The more serious jurisdictional problems are now beginning to appear in cases that are more complex than trademark-domain name disputes, and for instance the one which refer to sharing the copyrighted content over the Internet. Such disputes are settled on a case-by-case basis.

In the light of this, as the court proceedings are time- and costs- consuming processes, the IPRs holders in most instances prefer to find the path for the settlement of the dispute out of the court and adopt for this different alternative dispute resolution (ADR) procedures.

For instance, the practices of sending of cease and desist letters proved to be efficient tool to challenge illegal use of intellectual property rights over the Internet.

Unfortunately, such ADR procedure as the Uniform Dispute Resolution Policy adopted by the ICANN to various types of disputes between registrants and third parties over the registration and use of domain names is not applicable for domains in the .UA zone.

Although UDRP is included in registration agreements for all ICANN-accredited registrars, neither cc.TLD .UA, nor .УКР has implemented UDRP.

The rules of the .UA zone do not set any local alternative dispute resolution procedure either.

Yet the more, on 26 December 2011 the Rules of the .UA zone have been revised and the very important chapter related to the domain disputes was excluded from the Rules which constitute yet another hurdle in finding the path for the pre-court settlement of the domain disputes in Ukraine.

Record set:
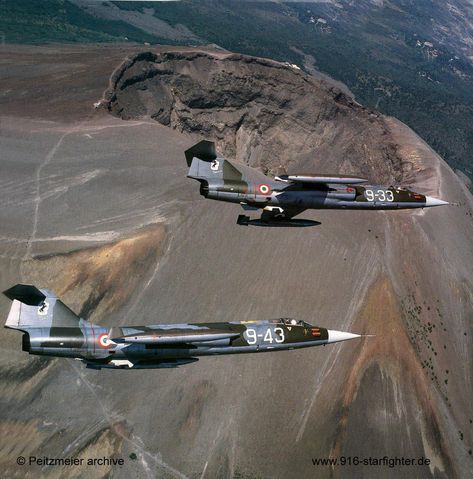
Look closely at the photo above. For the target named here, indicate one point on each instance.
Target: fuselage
(174, 344)
(317, 197)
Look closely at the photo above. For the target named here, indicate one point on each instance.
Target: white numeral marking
(251, 336)
(279, 335)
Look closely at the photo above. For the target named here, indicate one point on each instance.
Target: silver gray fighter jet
(283, 197)
(50, 328)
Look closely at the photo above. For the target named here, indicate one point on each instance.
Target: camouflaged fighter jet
(50, 328)
(283, 197)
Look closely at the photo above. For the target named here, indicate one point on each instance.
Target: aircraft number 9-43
(270, 336)
(379, 195)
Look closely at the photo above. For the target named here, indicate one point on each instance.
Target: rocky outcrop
(261, 112)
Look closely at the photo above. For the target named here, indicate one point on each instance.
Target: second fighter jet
(283, 197)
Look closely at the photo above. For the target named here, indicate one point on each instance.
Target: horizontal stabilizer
(26, 294)
(321, 179)
(176, 336)
(204, 150)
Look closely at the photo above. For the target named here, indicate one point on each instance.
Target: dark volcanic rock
(261, 112)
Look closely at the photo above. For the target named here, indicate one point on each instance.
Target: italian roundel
(264, 189)
(104, 341)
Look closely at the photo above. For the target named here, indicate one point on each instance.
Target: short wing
(271, 213)
(173, 336)
(322, 179)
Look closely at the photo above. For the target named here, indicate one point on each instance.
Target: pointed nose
(429, 201)
(336, 336)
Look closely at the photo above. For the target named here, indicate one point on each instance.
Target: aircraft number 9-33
(268, 337)
(379, 195)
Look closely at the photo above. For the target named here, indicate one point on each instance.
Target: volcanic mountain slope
(99, 209)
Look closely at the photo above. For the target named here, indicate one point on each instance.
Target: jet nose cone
(429, 201)
(336, 336)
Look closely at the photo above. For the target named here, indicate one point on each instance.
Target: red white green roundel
(104, 341)
(264, 189)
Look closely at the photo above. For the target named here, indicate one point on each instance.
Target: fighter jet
(283, 197)
(50, 328)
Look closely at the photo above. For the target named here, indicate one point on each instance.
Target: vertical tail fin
(37, 308)
(206, 165)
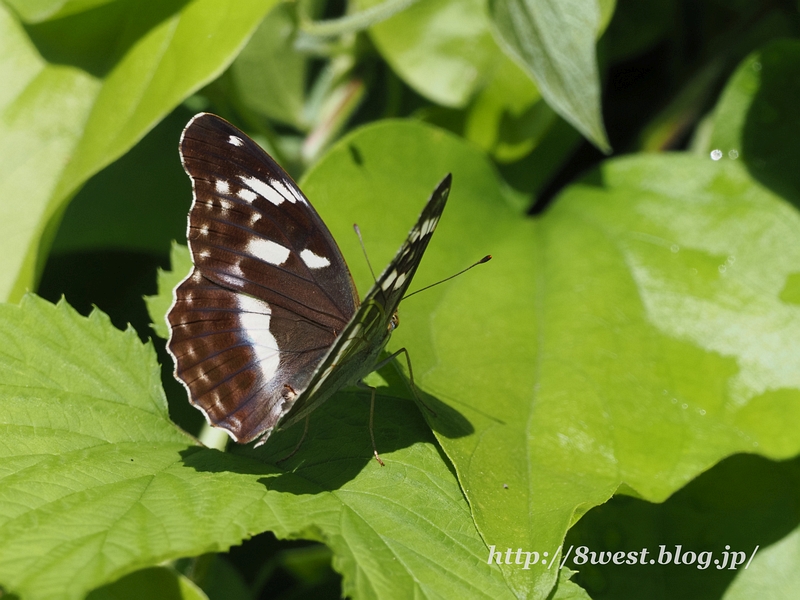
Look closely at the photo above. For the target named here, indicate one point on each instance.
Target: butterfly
(268, 324)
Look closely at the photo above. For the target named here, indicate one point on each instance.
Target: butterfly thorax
(352, 357)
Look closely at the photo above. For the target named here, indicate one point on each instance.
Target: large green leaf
(554, 42)
(80, 90)
(97, 482)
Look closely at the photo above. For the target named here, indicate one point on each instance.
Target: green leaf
(774, 569)
(701, 539)
(137, 203)
(36, 11)
(442, 48)
(358, 21)
(158, 305)
(81, 90)
(630, 336)
(98, 483)
(269, 73)
(757, 120)
(554, 41)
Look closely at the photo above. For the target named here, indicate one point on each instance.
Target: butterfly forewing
(252, 229)
(270, 290)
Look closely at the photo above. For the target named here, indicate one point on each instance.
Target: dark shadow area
(113, 281)
(77, 39)
(743, 502)
(772, 125)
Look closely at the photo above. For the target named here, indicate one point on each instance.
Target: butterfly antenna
(485, 259)
(364, 250)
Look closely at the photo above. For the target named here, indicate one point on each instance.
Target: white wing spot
(271, 193)
(400, 279)
(247, 195)
(254, 320)
(429, 226)
(236, 269)
(222, 186)
(387, 283)
(268, 251)
(314, 261)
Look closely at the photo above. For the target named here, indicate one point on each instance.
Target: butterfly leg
(381, 364)
(300, 443)
(363, 385)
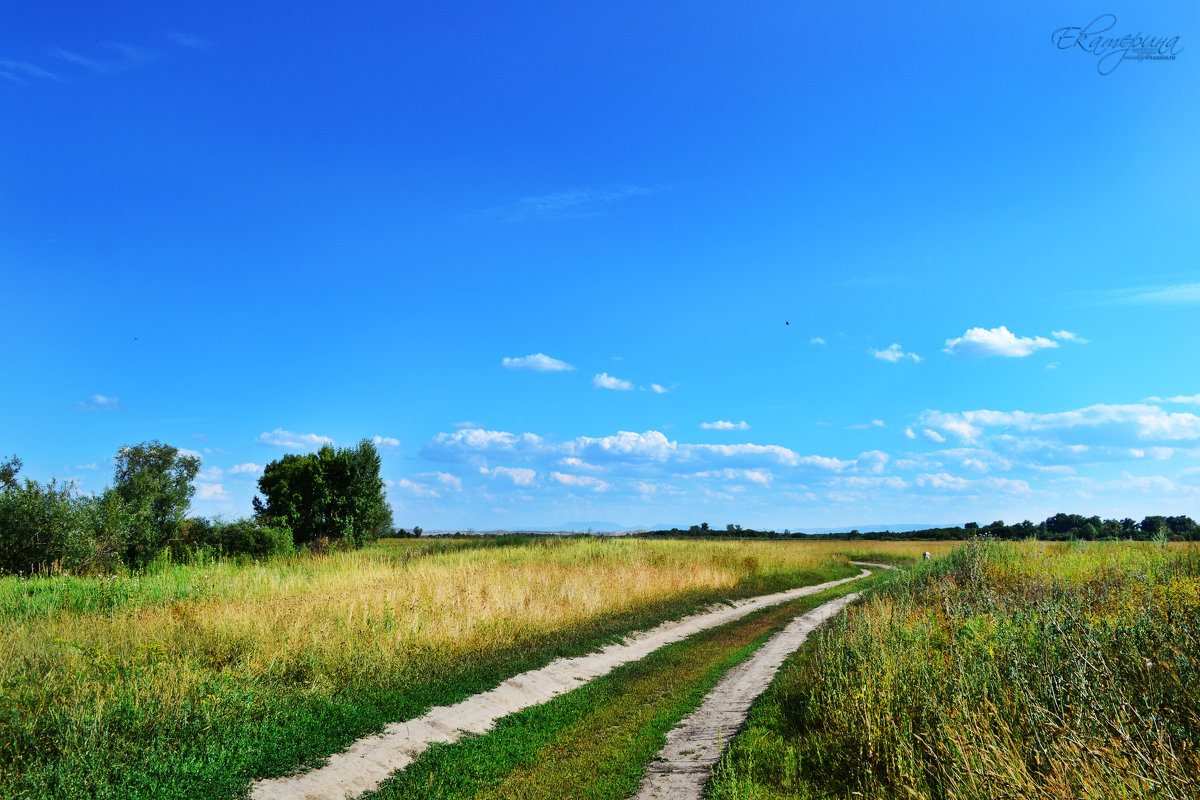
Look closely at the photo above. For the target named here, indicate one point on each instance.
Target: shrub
(40, 528)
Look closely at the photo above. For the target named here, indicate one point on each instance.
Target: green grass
(1005, 671)
(191, 683)
(595, 741)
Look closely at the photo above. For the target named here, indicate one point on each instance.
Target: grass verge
(193, 683)
(1005, 671)
(594, 743)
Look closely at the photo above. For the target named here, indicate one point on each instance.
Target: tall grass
(192, 680)
(1003, 671)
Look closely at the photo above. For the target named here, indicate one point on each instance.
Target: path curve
(684, 765)
(371, 759)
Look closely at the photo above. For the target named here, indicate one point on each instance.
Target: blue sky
(641, 263)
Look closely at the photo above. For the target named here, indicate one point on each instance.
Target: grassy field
(191, 681)
(1003, 671)
(597, 741)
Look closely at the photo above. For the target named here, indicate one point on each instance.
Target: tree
(335, 494)
(154, 483)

Questions on the material:
1. Rewrite the paragraph beginning "In the light of this" from the text on resolving intellectual property disputes in Ukraine as one shorter sentence, keeping its main facts.
2. In the text on resolving intellectual property disputes in Ukraine, swap "UDRP" for "the Uniform Dispute Resolution Policy" in everything from "Unfortunately, such ADR" down to "resolution procedure either.".
3. Continue the text on resolving intellectual property disputes in Ukraine, starting after its last sentence.

Numbered responses:
1. Because going to court takes much time and money, most IPR holders prefer to settle disputes out of court through various alternative dispute resolution (ADR) procedures.

2.
Unfortunately, such ADR procedure as the Uniform Dispute Resolution Policy adopted by the ICANN to various types of disputes between registrants and third parties over the registration and use of domain names is not applicable for domains in the .UA zone.

Although the Uniform Dispute Resolution Policy is included in registration agreements for all ICANN-accredited registrars, neither cc.TLD .UA, nor .УКР has implemented the Uniform Dispute Resolution Policy.

The rules of the .UA zone do not set any local alternative dispute resolution procedure either.

3.
The Rules of the .UA zone which provide that only the holders of the trademark rights registered in Ukraine may have the second level private domain names have also exacerbated the conflicts between domain names and trademarks as the domain registration process has led to the practice of squatting of trademarks when squatters take advantage both of the “first come, first served” domain registration system and “first-to-file” trademark system.

Yet the more, when the On the Protection of Personal Data Act of Ukraine entered in force on 1 January 2011, the .UA Registry deleted all the contact details of individuals which hold the domain names in the .UA zone, due to which it became more difficult to find violators.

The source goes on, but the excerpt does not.